• **EXTRACT TO READ**

"""

David Wishart was born at 20 Commissioner Street in Crieff on 15 July 1884. He was the fifth of seven children of a railway signalman from Marykirk called William, and his wife, Magdalene Carnegie White. David’s mother died when he was four and his father remarried several years later to Maggie Ann Kelly, who was William’s junior by nine years. By 1901 the family had moved to 2 Meadow Place on King Street. At the time David had left school and was working as a general labourer and when he was 21 he married a local domestic servant named Margaret Sommerville on 5 January 1906. Four children (two girls, two boys) were born between 1907 and 1915 and by 1911 David was living with his family at 30 East High Street and working as a baker and grocer’s vanman.
Following the outbreak of war in August 1914 David enlisted in the army in June 1915 and joined the Army Service Corps. He was sent to France on 12 September of that year and served as a chauffeur in Motor Transport. Unfortunately, David’s service papers have not survived, however, trouble was brewing back home with his wife with the situation coming to a head when David returned from the front on leave and made the decision to apply for custody of his children. The local and regional press carried the story, including the following as reported in the Perthshire Advertiser (25 March 1916.)

"""

In the biography above, which corps did David Wishart join when he enlisted in June 1915?

• **RECORD EXTRACTS**
"""

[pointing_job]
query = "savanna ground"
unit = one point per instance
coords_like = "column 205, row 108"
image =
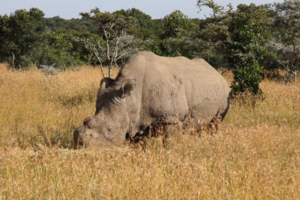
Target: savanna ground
column 255, row 155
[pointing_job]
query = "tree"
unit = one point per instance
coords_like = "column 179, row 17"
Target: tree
column 214, row 32
column 179, row 35
column 116, row 44
column 286, row 43
column 21, row 34
column 245, row 47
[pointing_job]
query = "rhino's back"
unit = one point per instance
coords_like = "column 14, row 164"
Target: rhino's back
column 172, row 88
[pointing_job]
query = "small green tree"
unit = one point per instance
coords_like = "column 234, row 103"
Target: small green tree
column 286, row 41
column 178, row 35
column 245, row 47
column 214, row 32
column 21, row 35
column 115, row 44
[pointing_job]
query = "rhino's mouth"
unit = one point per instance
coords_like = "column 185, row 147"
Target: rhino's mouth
column 77, row 136
column 86, row 137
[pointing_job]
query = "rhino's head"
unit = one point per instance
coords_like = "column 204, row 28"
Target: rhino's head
column 109, row 125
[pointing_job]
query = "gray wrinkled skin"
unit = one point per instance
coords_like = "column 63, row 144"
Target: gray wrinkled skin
column 149, row 91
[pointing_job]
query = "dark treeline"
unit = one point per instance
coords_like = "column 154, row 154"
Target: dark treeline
column 247, row 39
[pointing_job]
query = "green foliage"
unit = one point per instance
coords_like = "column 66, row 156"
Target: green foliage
column 20, row 33
column 286, row 39
column 247, row 79
column 178, row 37
column 245, row 47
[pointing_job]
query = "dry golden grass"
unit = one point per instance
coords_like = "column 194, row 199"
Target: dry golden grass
column 255, row 155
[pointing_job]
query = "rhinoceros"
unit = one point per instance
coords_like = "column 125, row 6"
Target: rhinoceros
column 151, row 91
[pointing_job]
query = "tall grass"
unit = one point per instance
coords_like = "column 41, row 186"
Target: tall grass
column 255, row 155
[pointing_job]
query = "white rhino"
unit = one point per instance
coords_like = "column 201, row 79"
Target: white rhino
column 152, row 91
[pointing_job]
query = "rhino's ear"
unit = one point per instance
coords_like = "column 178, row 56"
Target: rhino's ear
column 105, row 83
column 127, row 86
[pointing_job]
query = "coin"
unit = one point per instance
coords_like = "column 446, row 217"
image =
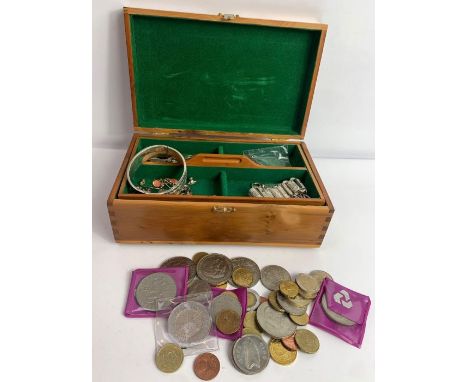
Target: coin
column 288, row 306
column 289, row 342
column 189, row 323
column 206, row 366
column 225, row 301
column 309, row 285
column 250, row 354
column 289, row 288
column 251, row 331
column 300, row 320
column 181, row 261
column 199, row 286
column 280, row 353
column 250, row 321
column 276, row 324
column 271, row 275
column 320, row 275
column 307, row 341
column 253, row 300
column 196, row 258
column 274, row 302
column 228, row 321
column 244, row 262
column 242, row 277
column 215, row 268
column 335, row 316
column 169, row 358
column 152, row 287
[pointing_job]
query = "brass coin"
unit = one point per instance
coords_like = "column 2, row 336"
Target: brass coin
column 300, row 320
column 280, row 353
column 250, row 321
column 289, row 342
column 289, row 288
column 169, row 358
column 228, row 321
column 307, row 341
column 243, row 277
column 274, row 302
column 198, row 256
column 251, row 331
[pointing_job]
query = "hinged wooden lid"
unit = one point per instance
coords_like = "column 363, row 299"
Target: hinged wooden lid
column 217, row 75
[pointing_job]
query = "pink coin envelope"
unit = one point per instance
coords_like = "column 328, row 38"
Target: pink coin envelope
column 178, row 274
column 241, row 294
column 345, row 302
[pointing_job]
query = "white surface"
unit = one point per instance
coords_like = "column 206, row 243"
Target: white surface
column 341, row 122
column 123, row 348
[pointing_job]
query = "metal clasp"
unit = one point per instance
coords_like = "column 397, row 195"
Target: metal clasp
column 223, row 209
column 228, row 16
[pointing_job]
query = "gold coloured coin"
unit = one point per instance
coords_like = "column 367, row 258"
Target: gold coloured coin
column 228, row 321
column 251, row 331
column 274, row 302
column 198, row 256
column 300, row 320
column 289, row 288
column 169, row 358
column 243, row 277
column 250, row 321
column 307, row 341
column 280, row 353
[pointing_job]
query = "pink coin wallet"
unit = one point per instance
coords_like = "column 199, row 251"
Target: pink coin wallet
column 345, row 302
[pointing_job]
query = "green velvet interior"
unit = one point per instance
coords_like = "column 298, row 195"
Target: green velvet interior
column 223, row 181
column 201, row 75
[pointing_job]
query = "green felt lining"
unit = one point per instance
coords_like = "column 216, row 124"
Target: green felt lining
column 201, row 75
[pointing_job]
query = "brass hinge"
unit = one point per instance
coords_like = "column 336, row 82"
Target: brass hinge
column 228, row 16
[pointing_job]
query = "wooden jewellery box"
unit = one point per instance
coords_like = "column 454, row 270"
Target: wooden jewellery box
column 212, row 87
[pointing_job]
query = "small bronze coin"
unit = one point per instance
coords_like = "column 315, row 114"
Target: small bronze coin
column 307, row 341
column 198, row 256
column 242, row 277
column 289, row 342
column 289, row 288
column 228, row 321
column 274, row 302
column 280, row 353
column 169, row 358
column 300, row 320
column 206, row 366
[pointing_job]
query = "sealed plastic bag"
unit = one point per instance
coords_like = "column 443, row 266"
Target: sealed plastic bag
column 341, row 312
column 147, row 285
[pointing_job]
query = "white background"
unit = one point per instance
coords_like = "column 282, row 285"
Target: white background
column 341, row 122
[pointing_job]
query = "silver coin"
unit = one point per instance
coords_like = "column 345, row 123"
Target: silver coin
column 215, row 269
column 152, row 287
column 244, row 262
column 189, row 323
column 257, row 300
column 199, row 286
column 335, row 316
column 320, row 275
column 181, row 261
column 289, row 306
column 272, row 275
column 276, row 324
column 250, row 354
column 225, row 301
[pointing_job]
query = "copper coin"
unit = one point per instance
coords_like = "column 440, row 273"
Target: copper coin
column 206, row 366
column 228, row 321
column 289, row 342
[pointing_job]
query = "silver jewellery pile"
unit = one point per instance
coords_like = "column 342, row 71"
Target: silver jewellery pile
column 161, row 186
column 292, row 188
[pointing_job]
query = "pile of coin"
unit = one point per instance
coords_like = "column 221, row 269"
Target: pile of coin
column 278, row 315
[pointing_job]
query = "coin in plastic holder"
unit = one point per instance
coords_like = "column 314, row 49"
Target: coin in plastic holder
column 186, row 322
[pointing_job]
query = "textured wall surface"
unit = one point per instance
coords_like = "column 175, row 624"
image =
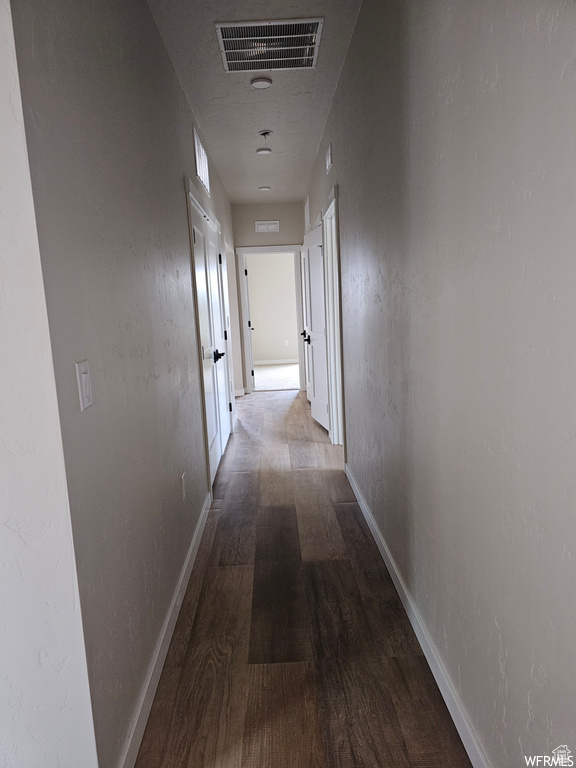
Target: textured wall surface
column 45, row 715
column 271, row 282
column 290, row 216
column 110, row 140
column 234, row 319
column 453, row 132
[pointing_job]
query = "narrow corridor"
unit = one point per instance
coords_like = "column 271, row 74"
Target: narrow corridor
column 292, row 648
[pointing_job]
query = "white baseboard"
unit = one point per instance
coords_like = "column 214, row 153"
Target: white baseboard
column 443, row 680
column 148, row 691
column 276, row 362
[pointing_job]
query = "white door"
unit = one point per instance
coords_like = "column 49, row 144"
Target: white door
column 306, row 314
column 317, row 329
column 205, row 267
column 246, row 324
column 224, row 291
column 218, row 328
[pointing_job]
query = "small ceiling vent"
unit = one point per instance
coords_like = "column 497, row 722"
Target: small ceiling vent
column 248, row 46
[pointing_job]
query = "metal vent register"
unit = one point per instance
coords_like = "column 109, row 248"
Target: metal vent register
column 248, row 46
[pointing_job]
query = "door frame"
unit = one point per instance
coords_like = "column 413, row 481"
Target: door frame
column 192, row 202
column 333, row 301
column 244, row 304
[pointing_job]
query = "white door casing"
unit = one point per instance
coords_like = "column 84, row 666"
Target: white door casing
column 319, row 396
column 245, row 324
column 218, row 328
column 206, row 286
column 333, row 322
column 306, row 315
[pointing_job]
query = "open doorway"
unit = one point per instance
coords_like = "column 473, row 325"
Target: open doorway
column 274, row 328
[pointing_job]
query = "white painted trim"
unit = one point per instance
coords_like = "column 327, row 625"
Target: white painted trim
column 195, row 196
column 333, row 323
column 451, row 698
column 285, row 361
column 249, row 249
column 148, row 690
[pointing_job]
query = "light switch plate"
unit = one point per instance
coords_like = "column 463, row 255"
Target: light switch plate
column 84, row 384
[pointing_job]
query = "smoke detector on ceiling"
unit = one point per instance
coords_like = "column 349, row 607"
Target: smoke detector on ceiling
column 252, row 46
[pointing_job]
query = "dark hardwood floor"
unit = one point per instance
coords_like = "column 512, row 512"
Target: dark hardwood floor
column 292, row 648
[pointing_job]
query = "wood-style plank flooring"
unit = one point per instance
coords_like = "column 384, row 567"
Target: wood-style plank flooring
column 292, row 648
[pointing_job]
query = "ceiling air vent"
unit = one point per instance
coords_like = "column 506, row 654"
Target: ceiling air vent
column 248, row 46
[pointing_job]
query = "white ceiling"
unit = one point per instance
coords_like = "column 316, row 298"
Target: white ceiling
column 230, row 113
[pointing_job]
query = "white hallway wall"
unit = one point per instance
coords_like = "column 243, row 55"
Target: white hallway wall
column 45, row 713
column 453, row 146
column 271, row 282
column 110, row 139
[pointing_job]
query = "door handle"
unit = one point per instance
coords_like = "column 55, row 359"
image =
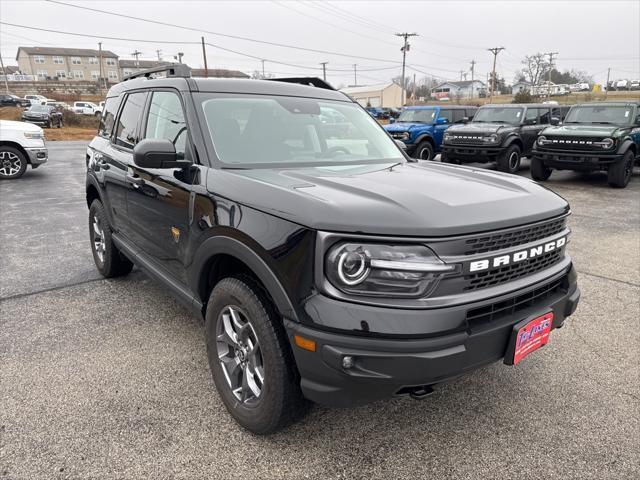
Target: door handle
column 135, row 180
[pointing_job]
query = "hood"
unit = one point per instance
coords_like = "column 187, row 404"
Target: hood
column 404, row 126
column 407, row 199
column 583, row 130
column 481, row 128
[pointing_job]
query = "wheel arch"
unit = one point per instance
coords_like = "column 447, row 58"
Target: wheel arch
column 222, row 255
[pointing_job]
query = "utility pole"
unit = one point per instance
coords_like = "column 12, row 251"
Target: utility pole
column 404, row 50
column 551, row 55
column 204, row 56
column 100, row 60
column 136, row 54
column 324, row 70
column 495, row 51
column 4, row 72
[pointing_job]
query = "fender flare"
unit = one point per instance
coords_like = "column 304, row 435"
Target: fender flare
column 221, row 244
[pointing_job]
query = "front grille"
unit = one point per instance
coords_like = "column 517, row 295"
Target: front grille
column 499, row 241
column 508, row 273
column 573, row 143
column 495, row 311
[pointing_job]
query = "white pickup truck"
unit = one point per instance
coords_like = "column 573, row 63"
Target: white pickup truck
column 86, row 108
column 20, row 144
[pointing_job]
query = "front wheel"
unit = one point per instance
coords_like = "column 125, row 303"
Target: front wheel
column 13, row 163
column 424, row 151
column 619, row 173
column 539, row 171
column 250, row 357
column 509, row 160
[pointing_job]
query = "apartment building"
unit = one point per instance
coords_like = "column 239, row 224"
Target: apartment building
column 80, row 64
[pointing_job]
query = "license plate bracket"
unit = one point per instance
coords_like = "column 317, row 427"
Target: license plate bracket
column 528, row 336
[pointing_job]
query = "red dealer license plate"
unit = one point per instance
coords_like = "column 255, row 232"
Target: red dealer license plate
column 527, row 337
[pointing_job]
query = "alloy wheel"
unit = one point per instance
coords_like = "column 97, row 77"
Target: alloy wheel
column 10, row 163
column 240, row 355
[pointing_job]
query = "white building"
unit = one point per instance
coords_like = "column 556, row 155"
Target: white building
column 464, row 89
column 381, row 95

"""

• **FINAL ANSWER**
The Army Service Corps.